◆ APPLY WHAT YOU READ:
A. List every attribute of Dean that the post on identity politics says fueled the outrage in equal measure.
B. Edit the post on identity politics: reproduce it from the words "In exit polls" through the words "of the country.", and put "recognition" wherever "familiarity" appears.

5.09.2006

Identity Politics

Peter Canellos' Boston Globe editorial:

If Dean's use of the redneck stereotype [in the 2004 Presidential campaign] was so offensive, then Allen's having actually lived up to the stereotype [reports of his dislpaying the Confederate Flag] should be embarrassing, in the least. But Dean's offense wasn't that he reinforced a Southern stereotype, it was that he did so as a liberal Democrat from the North. All three attributes - liberal, Democrat, and North - fueled the outrage in equal measure, culminating in the ultimate putdown, "He doesn't understand the South."

[...]

Politics -- especially in presidential elections -- becomes less about issues and more about identity: The Democrats don't understand the South. The Republicans don't understand the North. A Democrat who talks about the Confederate flag is perpetuating a stereotype, while a Republican who displays a Confederate flag is wrestling with a difficult aspect of Southern identity.

In exit polls and voter interviews, some of these identity concerns probably get mistaken for differences in ''values" -- when the only value at stake is familiarity, the sense that each party has a stake in all sections of the country.

◆ DATA RECORDS:

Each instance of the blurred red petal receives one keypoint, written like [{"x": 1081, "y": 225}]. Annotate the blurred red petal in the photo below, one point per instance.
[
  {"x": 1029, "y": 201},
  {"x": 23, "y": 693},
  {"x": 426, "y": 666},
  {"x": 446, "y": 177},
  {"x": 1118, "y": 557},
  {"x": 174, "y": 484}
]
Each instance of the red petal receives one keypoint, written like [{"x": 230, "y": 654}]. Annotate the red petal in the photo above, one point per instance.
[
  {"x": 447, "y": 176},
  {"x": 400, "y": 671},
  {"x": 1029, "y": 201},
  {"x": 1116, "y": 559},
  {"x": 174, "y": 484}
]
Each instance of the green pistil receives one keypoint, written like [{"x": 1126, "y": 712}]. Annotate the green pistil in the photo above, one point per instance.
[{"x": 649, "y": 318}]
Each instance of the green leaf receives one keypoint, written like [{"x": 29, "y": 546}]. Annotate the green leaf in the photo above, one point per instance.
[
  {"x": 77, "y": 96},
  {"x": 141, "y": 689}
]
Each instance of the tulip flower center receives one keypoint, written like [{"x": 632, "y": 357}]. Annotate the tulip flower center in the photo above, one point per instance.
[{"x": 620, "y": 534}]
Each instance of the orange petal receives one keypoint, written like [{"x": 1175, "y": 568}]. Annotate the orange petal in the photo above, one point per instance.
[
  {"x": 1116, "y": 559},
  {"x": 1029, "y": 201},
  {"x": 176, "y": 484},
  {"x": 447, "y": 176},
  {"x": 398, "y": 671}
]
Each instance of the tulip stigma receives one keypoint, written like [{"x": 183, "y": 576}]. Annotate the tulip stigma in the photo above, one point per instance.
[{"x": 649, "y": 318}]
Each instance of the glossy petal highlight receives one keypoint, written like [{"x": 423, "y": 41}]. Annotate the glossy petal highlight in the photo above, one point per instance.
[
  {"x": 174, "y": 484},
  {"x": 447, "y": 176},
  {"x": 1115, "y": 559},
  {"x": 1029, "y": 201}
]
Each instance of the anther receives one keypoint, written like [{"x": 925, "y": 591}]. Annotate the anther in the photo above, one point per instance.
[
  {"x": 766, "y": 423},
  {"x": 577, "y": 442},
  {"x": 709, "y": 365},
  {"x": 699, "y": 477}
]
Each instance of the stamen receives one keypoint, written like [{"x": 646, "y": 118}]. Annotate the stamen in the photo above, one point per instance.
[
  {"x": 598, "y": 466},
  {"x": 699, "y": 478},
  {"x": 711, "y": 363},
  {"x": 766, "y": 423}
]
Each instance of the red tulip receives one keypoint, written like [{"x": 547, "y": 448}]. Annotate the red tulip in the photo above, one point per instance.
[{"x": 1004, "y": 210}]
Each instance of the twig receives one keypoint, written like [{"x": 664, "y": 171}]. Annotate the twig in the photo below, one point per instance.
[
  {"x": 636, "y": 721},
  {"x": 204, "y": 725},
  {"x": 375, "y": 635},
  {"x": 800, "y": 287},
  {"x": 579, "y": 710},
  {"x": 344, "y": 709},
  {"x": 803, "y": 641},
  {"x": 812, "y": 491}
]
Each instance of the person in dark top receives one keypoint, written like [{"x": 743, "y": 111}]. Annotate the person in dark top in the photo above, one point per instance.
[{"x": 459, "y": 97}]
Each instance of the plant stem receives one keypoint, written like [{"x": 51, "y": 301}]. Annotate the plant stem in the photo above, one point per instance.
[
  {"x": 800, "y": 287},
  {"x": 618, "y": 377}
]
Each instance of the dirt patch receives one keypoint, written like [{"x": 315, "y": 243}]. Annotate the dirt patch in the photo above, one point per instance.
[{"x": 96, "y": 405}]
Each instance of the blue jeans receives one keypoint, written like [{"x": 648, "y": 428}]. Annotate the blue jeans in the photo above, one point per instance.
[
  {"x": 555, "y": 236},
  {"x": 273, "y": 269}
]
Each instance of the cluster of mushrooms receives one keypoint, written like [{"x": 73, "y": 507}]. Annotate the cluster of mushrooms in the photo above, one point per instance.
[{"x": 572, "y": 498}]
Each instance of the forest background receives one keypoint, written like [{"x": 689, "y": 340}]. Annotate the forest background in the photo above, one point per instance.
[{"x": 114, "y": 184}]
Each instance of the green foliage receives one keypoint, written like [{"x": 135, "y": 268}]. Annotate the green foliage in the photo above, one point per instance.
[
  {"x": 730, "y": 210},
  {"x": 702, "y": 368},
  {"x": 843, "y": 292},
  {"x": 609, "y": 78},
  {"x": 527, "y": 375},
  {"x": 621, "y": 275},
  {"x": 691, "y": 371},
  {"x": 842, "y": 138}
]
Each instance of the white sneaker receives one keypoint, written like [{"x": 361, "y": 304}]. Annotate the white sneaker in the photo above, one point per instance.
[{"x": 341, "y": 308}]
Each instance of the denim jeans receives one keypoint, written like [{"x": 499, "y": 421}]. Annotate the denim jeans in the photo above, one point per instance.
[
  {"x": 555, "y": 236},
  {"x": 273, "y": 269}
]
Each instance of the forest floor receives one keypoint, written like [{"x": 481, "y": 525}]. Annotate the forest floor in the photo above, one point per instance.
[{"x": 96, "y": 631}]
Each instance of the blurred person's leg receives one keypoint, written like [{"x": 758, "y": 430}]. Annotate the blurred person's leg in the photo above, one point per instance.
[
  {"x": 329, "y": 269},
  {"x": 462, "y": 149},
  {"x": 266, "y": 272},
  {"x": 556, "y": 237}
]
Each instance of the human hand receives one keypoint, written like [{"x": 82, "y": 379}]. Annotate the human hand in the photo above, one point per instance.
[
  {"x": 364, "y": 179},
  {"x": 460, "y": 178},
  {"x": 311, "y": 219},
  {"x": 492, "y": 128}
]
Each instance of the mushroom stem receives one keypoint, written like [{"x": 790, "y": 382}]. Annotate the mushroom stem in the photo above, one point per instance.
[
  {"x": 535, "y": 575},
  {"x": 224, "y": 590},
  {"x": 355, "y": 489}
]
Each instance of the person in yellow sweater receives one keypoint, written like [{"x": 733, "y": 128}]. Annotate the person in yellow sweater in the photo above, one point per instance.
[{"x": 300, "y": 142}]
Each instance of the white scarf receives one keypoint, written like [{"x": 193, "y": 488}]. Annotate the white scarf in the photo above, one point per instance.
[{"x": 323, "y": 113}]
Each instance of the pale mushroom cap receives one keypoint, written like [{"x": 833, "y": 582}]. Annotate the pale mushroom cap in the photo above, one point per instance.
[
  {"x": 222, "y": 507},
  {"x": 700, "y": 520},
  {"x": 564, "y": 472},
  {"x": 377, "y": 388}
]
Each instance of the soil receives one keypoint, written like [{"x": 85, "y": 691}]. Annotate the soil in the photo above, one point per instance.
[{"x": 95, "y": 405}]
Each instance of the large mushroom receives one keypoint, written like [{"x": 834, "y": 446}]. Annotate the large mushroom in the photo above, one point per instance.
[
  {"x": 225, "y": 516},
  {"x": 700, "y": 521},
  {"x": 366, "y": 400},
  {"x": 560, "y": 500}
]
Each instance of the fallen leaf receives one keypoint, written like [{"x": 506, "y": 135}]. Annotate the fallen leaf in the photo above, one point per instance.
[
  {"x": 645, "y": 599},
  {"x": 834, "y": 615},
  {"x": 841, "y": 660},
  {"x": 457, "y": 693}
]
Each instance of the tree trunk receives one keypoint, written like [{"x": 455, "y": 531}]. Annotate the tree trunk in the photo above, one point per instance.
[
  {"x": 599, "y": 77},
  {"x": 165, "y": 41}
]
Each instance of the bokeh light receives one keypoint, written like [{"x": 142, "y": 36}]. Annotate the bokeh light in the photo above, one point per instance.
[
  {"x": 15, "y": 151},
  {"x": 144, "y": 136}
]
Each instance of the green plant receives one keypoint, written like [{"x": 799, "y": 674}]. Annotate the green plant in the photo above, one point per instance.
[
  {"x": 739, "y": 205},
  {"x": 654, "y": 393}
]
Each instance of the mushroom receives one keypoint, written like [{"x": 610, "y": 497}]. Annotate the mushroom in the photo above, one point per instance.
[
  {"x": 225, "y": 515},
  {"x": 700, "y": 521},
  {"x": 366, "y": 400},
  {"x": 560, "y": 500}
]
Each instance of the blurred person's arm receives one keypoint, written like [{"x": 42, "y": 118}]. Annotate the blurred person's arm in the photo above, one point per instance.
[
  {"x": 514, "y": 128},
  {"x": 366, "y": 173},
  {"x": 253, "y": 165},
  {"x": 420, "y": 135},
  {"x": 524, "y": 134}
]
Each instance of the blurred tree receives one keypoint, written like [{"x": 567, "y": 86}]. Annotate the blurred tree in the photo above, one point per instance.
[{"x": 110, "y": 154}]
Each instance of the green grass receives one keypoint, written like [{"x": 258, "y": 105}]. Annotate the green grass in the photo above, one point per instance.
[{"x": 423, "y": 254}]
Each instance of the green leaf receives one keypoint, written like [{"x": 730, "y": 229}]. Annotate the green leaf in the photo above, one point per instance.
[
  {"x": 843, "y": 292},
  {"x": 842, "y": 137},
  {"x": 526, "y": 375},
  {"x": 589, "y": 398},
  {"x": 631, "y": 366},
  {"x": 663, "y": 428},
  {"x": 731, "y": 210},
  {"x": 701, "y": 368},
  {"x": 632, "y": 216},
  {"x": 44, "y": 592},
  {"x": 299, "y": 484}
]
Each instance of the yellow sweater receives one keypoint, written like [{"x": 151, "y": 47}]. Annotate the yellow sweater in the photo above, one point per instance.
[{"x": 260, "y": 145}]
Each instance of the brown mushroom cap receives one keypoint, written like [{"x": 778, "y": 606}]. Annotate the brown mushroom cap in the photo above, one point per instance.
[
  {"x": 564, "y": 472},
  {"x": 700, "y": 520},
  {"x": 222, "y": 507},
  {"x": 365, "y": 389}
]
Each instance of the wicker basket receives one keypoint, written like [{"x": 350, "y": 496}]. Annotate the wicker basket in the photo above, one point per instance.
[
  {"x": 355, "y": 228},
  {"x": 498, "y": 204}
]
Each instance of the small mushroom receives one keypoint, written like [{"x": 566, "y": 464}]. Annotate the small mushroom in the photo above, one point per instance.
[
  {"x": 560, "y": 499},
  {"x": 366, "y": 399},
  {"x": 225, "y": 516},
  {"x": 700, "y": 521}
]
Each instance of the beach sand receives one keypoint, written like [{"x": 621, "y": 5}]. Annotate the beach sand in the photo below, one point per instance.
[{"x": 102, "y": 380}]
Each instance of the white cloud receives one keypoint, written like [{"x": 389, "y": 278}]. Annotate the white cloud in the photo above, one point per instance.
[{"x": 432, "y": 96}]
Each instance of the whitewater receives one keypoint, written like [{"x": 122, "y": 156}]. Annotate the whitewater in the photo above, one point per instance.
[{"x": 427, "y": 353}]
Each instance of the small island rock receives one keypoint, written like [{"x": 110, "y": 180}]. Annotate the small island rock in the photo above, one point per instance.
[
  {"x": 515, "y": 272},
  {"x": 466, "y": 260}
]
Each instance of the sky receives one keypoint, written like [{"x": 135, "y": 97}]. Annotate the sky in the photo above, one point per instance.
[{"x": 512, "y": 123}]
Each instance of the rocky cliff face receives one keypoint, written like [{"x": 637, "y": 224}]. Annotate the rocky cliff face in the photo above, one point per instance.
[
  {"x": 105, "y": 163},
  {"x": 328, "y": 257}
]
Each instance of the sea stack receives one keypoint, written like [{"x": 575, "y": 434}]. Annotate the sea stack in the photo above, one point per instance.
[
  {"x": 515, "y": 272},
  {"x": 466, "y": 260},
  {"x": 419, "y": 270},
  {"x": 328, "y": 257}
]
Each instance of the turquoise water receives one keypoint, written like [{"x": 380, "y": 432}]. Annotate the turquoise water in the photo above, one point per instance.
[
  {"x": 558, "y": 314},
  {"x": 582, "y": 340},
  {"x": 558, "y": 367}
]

◆ EXERCISE ANSWERS:
A. liberal, Democrat, North

B.
In exit polls and voter interviews, some of these identity concerns probably get mistaken for differences in ''values" -- when the only value at stake is recognition, the sense that each party has a stake in all sections of the country.